MATERIAL PROVIDED.
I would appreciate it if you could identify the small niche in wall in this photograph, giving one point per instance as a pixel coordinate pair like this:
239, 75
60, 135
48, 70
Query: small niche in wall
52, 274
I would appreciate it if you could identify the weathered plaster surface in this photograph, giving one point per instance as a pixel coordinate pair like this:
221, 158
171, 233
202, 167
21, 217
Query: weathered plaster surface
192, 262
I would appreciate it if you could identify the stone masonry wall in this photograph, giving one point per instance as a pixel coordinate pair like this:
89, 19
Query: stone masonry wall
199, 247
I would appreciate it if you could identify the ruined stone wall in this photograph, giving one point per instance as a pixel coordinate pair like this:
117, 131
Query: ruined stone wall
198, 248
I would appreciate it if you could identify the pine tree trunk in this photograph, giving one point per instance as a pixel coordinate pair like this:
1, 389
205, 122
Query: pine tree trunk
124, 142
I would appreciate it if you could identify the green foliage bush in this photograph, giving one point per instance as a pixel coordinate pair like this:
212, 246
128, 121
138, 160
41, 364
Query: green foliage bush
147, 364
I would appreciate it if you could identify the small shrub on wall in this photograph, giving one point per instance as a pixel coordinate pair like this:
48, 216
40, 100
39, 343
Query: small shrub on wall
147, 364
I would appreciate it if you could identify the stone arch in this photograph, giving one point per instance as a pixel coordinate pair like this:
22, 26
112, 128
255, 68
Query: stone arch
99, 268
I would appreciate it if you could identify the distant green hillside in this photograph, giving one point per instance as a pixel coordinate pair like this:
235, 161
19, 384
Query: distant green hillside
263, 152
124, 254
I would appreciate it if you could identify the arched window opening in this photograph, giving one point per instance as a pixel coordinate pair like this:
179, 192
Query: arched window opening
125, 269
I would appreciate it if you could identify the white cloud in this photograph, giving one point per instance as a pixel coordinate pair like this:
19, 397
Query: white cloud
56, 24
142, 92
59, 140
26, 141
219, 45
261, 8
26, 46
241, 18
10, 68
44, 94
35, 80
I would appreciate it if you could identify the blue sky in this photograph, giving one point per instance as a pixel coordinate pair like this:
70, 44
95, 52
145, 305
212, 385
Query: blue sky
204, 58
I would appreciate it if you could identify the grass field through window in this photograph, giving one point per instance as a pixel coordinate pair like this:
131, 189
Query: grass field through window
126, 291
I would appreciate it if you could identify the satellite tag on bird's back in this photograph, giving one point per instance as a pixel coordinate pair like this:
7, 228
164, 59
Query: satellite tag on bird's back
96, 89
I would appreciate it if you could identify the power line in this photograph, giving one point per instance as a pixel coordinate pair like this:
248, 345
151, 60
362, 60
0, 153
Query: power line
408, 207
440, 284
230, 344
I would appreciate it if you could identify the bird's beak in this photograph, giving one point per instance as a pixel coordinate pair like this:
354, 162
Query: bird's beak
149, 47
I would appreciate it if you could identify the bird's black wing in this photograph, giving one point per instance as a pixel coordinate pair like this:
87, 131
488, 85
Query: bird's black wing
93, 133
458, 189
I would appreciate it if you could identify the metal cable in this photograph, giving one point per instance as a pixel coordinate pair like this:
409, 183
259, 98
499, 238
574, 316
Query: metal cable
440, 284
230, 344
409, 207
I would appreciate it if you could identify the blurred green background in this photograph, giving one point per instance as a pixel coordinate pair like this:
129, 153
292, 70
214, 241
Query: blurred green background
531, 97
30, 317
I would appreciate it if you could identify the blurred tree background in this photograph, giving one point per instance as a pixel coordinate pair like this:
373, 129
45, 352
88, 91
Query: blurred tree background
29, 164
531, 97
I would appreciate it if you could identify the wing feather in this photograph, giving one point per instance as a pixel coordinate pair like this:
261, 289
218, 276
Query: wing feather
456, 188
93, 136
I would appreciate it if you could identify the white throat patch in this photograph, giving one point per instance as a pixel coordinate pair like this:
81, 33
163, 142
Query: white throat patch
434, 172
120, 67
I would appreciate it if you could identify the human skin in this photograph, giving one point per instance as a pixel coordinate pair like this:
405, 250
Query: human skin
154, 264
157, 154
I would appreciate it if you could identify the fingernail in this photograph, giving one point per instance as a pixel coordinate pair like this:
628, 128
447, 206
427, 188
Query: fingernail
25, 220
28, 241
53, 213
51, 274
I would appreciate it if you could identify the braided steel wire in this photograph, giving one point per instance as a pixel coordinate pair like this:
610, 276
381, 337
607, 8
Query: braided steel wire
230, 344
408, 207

PROBLEM REQUIREMENTS. Reproduce the whole listing word for word.

FINISHED EXERCISE.
I would appreciate it if you could identify the small niche in wall in this photograph, giving one point per instance as a pixel coordinate pair like this:
239, 75
60, 135
48, 70
Query: small niche in wall
52, 274
I would appreciate it if you could identify the weathered plaster surface in this photograph, giving one point per instance as a pixel coordinate pair like this:
221, 158
171, 233
202, 167
21, 217
Query: weathered plaster surface
192, 262
I would appreciate it if you could identify the stone masonry wall in this photograph, giving one point per instance as a pixel coordinate pair like this:
89, 19
Query: stone masonry wall
199, 247
I would appreciate it if you could identify the ruined stone wall in this photograph, giving one point per instance as a pixel coordinate pair like this:
117, 131
Query: ruined stone wall
198, 248
I would appreciate it if you could identify the pine tree trunk in this photograph, giving one point per instance as a pixel coordinate pair like this:
1, 389
205, 122
Query: pine tree trunk
124, 142
I would appreciate it if you could identify the green foliage bush in this photograph, giving one point per instance as a pixel coordinate pair like this:
212, 246
128, 121
138, 160
41, 364
Query: green foliage bush
147, 364
I would appreciate it if you could identify the small shrub on wall in this photograph, giving one point per instance as a pixel coordinate pair like this:
48, 216
40, 100
39, 343
Query: small shrub on wall
147, 364
I would appreciate it if you could identify the stone arch in this photograph, giving one point per instance as a pixel coordinate pair like this:
22, 26
112, 128
255, 68
Query: stone arch
99, 268
I would appreciate it if you could identify the distant green hillside in this photograph, giving one point per instance as a pixel coordinate pair like this:
235, 161
19, 384
Query: distant green hillside
263, 152
124, 254
I would appreciate it if you could identify the arched window opening in this photograph, giving one point per instance as a pixel coordinate pair like this:
179, 192
Query: arched window opening
125, 269
I would appreciate it if you could identify the white cloud in this photograph, giving one point per instance as a pixel coordinate pair like this:
19, 397
Query: white cloud
56, 24
142, 92
59, 140
26, 141
219, 45
261, 8
26, 46
241, 18
10, 68
44, 94
35, 80
I would appreciate it if you could identify the blue sky in this photograph, giving one point per instance as a pixel coordinate pair like this:
70, 44
95, 52
145, 305
212, 385
Query: blue sky
204, 58
I would appreciate it if you could identify the grass field through window in this photograph, giving one point per instance as a pixel coordinate pair like this:
131, 189
Query: grass field through window
126, 291
I would appreciate it if you could identify the satellite tag on bird's back in this photograph, giving one point per instance as a pixel coordinate pair like this:
7, 228
164, 59
Query: satellite tag on bird's back
96, 89
I would appreciate it if you could identify the power line in this photograph, giving one point per instance as a pixel coordinate pair like this:
248, 345
151, 60
362, 60
0, 153
Query: power line
408, 207
440, 284
230, 344
I would appreciate it if you could identify the bird's beak in this photograph, giving one point per instance as a pixel coordinate pair like this:
354, 162
Query: bird's beak
149, 47
I would appreciate it if you could identify the bird's black wing in this photograph, giving one point per instance as a pixel coordinate pair like this:
87, 131
488, 85
Query: bird's black wing
93, 133
458, 189
I would appreciate it if you could identify the metal cable in this photograph, giving one point per instance as a pixel coordinate pair like this:
409, 183
259, 98
499, 238
574, 316
Query: metal cable
440, 284
230, 344
409, 207
I would appreciate it if you could identify the blurred green background in this photograph, giving one point per instance as a pixel coordinate pair like this:
129, 153
292, 70
214, 241
Query: blurred green background
531, 97
30, 317
I would appreciate it if you could identify the blurred tree background in this photograph, giving one point per instance as a pixel coordinate pair like this:
373, 129
45, 352
88, 91
Query: blurred tree background
29, 164
531, 97
I would appreciate it if you could identify the wing feather in this photograph, giving one point per instance as a pixel coordinate pair like this:
261, 289
218, 276
Query: wing feather
456, 188
93, 136
I would appreciate it if you could identify the white throat patch in this photograph, giving one point per instance as a pixel coordinate pair like this:
81, 33
163, 142
Query: white throat patch
434, 172
120, 67
I would appreciate it if you could identify the human skin in this photograph, giving one point per instance as a pixel coordinate pair like this:
405, 250
Query: human skin
154, 264
157, 154
I would appreciate it if you could identify the fingernail in this photograph, giving one point per instance as a pixel coordinate pair like this:
628, 128
447, 206
427, 188
Query: fingernail
25, 220
28, 241
53, 213
51, 274
I would appreciate it if you could identify the braided steel wire in this photograph, giving one point per instance as a pixel coordinate pair like this:
610, 276
381, 337
607, 8
Query: braided steel wire
230, 344
408, 207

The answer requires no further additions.